■ EXCERPT PROVIDED ■
Segment Open

Think about a mixtape with every rockin' hip song from the early and
mid-1980s. Then think about a book that tells you why those songs should be on
that cassette. This is that book. New Wave was the softer and gentler response
to punk. As the authors describe in their intro,
In America, new wave was an umbrella the size of a circus tent. It covered synth pop, ska, goth, alternative rock, bubblegum, Eurodance, industrial, new romantic, blue-eyed UK soul, and electronic dance music. it was a Tower of Babel populated by American bands who wanted to be British, British bands who wanted to be German, and German bands who wanted to be robots. It was an insane asylum whose patients were predominantly ambiguous, untouchable males with suck-in cheeks, 3-D makeup, and wedding cake hair.

Segment Closed

■ WHAT THIS EXERCISE ASKS ■
• a. Answer these questions using the new wave book review:
(i) According to the review, what was new wave a response to?
(ii) What did German bands want to be, according to the quoted intro?
(iii) What kind of hair does the quoted intro give the asylum's patients?
• b. Please rewrite the paragraph of the new wave book review beginning "In America, new wave was an umbrella" as a short list that keeps its main facts.
• c. Carry the new wave book review on from the point where it stops.

■ DATA TO EXAMINE ■
Segment Open

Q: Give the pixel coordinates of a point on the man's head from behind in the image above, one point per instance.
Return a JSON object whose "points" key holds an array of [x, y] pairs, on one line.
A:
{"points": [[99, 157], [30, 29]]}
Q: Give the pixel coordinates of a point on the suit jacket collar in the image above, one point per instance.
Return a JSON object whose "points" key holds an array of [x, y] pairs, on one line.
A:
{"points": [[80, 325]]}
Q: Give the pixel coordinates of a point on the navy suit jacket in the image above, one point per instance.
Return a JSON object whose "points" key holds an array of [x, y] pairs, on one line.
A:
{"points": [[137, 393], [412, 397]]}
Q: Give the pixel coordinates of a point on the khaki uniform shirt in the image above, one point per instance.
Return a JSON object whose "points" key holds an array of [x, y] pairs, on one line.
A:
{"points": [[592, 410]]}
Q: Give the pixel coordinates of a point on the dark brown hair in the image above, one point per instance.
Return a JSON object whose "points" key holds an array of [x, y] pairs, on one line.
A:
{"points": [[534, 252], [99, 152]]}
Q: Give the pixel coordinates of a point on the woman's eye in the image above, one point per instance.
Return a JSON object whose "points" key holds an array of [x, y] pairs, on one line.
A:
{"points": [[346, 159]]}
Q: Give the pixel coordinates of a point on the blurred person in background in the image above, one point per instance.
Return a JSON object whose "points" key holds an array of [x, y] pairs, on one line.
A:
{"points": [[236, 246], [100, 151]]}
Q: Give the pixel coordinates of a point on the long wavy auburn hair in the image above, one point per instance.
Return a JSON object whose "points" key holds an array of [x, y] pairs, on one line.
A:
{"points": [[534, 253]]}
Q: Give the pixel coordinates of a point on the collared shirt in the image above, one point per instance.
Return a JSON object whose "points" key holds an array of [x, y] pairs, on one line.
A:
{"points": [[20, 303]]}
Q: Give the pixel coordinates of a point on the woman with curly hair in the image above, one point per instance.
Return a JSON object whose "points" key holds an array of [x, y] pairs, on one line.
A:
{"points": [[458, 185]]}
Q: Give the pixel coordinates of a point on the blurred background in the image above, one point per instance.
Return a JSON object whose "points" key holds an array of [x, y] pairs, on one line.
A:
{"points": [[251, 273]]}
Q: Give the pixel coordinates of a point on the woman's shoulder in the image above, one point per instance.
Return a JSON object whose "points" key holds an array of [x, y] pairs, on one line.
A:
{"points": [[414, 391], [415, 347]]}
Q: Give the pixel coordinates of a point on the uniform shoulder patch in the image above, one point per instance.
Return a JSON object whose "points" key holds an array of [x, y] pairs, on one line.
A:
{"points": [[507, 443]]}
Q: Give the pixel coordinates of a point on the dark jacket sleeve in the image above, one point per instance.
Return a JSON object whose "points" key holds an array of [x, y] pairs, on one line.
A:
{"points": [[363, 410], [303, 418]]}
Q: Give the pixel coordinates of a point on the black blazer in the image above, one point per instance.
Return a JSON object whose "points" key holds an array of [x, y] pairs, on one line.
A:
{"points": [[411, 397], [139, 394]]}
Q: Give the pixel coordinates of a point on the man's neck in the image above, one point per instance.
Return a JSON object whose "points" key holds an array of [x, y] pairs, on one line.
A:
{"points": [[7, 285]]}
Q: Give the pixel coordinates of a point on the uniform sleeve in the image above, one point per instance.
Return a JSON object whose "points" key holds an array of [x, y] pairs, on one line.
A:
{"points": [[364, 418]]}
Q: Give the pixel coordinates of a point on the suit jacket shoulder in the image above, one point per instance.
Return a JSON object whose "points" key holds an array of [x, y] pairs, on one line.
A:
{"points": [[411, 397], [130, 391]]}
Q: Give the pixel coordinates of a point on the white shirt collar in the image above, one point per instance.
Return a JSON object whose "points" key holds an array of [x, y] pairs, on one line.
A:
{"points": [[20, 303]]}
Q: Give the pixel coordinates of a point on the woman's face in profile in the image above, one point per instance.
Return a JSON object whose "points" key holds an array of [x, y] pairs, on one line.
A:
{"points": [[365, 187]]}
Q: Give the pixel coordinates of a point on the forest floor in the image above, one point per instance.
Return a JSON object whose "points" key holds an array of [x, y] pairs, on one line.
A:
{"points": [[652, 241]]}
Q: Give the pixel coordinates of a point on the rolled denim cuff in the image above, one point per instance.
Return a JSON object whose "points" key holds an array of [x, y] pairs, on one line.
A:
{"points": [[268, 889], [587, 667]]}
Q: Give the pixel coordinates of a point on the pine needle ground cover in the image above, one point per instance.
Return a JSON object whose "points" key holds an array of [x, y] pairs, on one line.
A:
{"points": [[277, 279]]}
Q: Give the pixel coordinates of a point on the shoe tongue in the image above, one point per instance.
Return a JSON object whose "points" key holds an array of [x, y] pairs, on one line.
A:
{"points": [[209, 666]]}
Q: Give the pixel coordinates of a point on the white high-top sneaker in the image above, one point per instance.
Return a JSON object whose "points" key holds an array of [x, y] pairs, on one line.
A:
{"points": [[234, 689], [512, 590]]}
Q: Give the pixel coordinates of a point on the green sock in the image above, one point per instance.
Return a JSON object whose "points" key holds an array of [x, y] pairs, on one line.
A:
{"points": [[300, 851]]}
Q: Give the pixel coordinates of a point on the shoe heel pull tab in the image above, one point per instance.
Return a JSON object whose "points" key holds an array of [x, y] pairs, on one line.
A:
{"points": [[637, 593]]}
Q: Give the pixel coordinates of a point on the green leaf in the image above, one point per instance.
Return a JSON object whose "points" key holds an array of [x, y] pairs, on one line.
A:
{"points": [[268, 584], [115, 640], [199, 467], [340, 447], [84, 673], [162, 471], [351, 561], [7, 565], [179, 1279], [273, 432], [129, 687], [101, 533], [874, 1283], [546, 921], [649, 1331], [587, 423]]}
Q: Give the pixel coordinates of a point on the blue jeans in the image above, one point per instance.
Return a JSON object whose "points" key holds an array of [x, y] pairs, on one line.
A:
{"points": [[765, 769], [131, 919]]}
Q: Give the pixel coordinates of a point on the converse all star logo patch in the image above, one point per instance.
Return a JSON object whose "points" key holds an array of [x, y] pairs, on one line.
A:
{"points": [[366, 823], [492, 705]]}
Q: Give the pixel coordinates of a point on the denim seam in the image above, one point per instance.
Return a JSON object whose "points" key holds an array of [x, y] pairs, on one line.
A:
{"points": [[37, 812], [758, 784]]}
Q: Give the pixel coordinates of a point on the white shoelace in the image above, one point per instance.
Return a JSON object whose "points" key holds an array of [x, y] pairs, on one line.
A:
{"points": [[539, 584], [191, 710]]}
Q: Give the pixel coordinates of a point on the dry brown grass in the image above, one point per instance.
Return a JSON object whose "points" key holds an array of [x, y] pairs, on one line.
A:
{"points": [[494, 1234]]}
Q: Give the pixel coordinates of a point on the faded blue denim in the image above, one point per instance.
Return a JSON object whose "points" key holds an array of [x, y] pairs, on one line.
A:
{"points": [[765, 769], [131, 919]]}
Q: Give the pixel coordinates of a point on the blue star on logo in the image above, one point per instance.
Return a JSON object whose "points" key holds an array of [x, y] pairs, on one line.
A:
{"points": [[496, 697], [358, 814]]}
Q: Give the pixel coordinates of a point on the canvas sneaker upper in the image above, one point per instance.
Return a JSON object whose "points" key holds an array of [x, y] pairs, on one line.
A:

Segment Closed

■ OUTPUTS IN ORDER ■
• a.
(i) Punk; new wave was the softer and gentler response to it.
(ii) Robots.
(iii) Wedding cake hair.

• b.
- In America, new wave was a very broad umbrella covering synth pop, ska, goth, alternative rock, bubblegum, Eurodance, industrial, new romantic, blue-eyed UK soul, and electronic dance music.
- It was a Tower of Babel of American bands who wanted to be British, British bands who wanted to be German, and German bands who wanted to be robots.
- It was an insane asylum whose patients were mostly ambiguous, untouchable males with sucked-in cheeks, 3-D makeup, and wedding cake hair.

• c.
It's a beautiful description. The book is broken up into chapters which each
begins with an introductory paragraph explaining where and how that particular artist slots into the bigger cultural context. Following that is personal analysis from the authors, then each chapter is summarized with a fictitious "mixtape" where songs with similar motifs have been suggested by the book's writers.
The 36 artists here include everyone from Adam and the Ants, Duran Duran, Depeche
Mode and A Flock of Seagulls to Modern English, Tears For Fears, INXS and Simple Minds. Think about hearing "Girls On Film," "I Ran" and "I Melt With You" on the radio 100 times a day then look those songs up in this handy little digest--you'll love them even more.